As an ad hoc test of the randomization mechanism, I provide a series of tests that compare aspects of the treatment and control groups to assess whether they are statistically significantly different from one another.

## Balance Check

We begin by checking whether the treatment and control groups are balanced in terms of observable characteristics. This is a common first step in analyzing randomized experiments: if randomization was implemented correctly, both groups should be similar on all baseline variables.

Here, we focus on one such variable: the number of months since a donor's last contribution (`mrm2`). 

The average for the control group is **12.99 months**, while for the treatment group it is **13.01 months**. A t-test comparing these means yields **t = 0.12, p = 0.905**, indicating no statistically significant difference. 

We also estimate a linear regression of `mrm2` on the treatment indicator. The coefficient is effectively zero and not statistically significant, confirming the same conclusion.

These results suggest that the randomization was successful: the two groups appear well-balanced with respect to prior giving behavior. This gives us confidence that subsequent differences in donation outcomes can be attributed to the experimental treatments.


In [None]:
import pandas as pd
from scipy import stats
import statsmodels.api as sm

df = pd.read_stata("karlan_list_2007.dta")

df_subset = df[["treatment", "mrm2"]].dropna()

means = df_subset.groupby("treatment")["mrm2"].mean()
print(means)

To be done
1. Translate this sentence from the balance check text into Spanish: "The coefficient is effectively zero and not statistically significant, confirming the same conclusion."
2. Carry on the balance check text from the point where it stops.
The location labeling records have nothing to do with the balance check text.

(Location labeling records)
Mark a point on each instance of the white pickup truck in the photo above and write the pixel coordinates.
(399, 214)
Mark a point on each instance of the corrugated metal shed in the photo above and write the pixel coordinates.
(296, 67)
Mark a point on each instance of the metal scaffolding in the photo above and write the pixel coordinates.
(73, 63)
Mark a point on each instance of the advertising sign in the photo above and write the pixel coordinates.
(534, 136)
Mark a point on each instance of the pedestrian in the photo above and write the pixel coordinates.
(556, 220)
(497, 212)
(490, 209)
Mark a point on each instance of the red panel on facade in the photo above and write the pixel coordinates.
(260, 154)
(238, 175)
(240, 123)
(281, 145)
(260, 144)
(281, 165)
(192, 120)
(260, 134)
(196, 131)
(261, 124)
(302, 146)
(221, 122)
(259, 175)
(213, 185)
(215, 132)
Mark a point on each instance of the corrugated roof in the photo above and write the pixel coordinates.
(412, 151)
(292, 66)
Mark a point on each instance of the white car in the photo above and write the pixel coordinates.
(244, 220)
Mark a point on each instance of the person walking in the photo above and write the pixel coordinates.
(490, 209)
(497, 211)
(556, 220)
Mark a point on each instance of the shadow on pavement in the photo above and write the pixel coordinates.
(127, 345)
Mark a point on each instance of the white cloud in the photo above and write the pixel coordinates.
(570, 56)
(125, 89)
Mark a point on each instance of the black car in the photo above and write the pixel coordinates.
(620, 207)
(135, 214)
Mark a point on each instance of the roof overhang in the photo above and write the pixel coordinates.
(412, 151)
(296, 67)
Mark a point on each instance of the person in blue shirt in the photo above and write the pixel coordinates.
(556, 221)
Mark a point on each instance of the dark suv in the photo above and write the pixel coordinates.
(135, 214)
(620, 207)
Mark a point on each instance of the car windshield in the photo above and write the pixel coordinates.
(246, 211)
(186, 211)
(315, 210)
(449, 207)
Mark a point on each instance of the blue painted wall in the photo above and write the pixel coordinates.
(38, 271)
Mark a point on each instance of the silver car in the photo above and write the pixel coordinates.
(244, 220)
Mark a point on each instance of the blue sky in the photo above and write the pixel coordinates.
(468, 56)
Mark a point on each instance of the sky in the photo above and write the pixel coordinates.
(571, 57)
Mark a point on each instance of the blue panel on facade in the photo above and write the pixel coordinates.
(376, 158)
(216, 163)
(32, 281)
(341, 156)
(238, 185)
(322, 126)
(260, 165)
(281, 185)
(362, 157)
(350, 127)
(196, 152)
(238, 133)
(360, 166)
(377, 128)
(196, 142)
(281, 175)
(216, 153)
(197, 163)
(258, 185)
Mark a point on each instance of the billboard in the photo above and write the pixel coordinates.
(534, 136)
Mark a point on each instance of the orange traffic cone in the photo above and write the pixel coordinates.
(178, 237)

Answer set
1. El coeficiente es prácticamente cero y no es estadísticamente significativo, lo que confirma la misma conclusión.

2.
t_stat, p_value = stats.ttest_ind(
    df_subset[df_subset["treatment"] == 1]["mrm2"],
    df_subset[df_subset["treatment"] == 0]["mrm2"],
    equal_var=False
)

X = sm.add_constant(df_subset["treatment"])
model = sm.OLS(df_subset["mrm2"], X).fit()
model.summary()

::: {.callout-note title="Why check for balance?"}
Balance tests help confirm that the randomization worked as expected. If the treatment and control groups are similar on baseline characteristics, we can be more confident that later differences in donation outcomes are due to the treatment and not underlying differences between groups.
:::



## Experimental Results

### Charitable Contribution Made

First, I analyze whether matched donations lead to an increased response rate of making a donation. 

## Charitable Contribution Made

We begin by comparing donation rates between the treatment and control groups. In the graph below, we see the proportion of individuals who gave any donation, split by whether they received a matching offer or not.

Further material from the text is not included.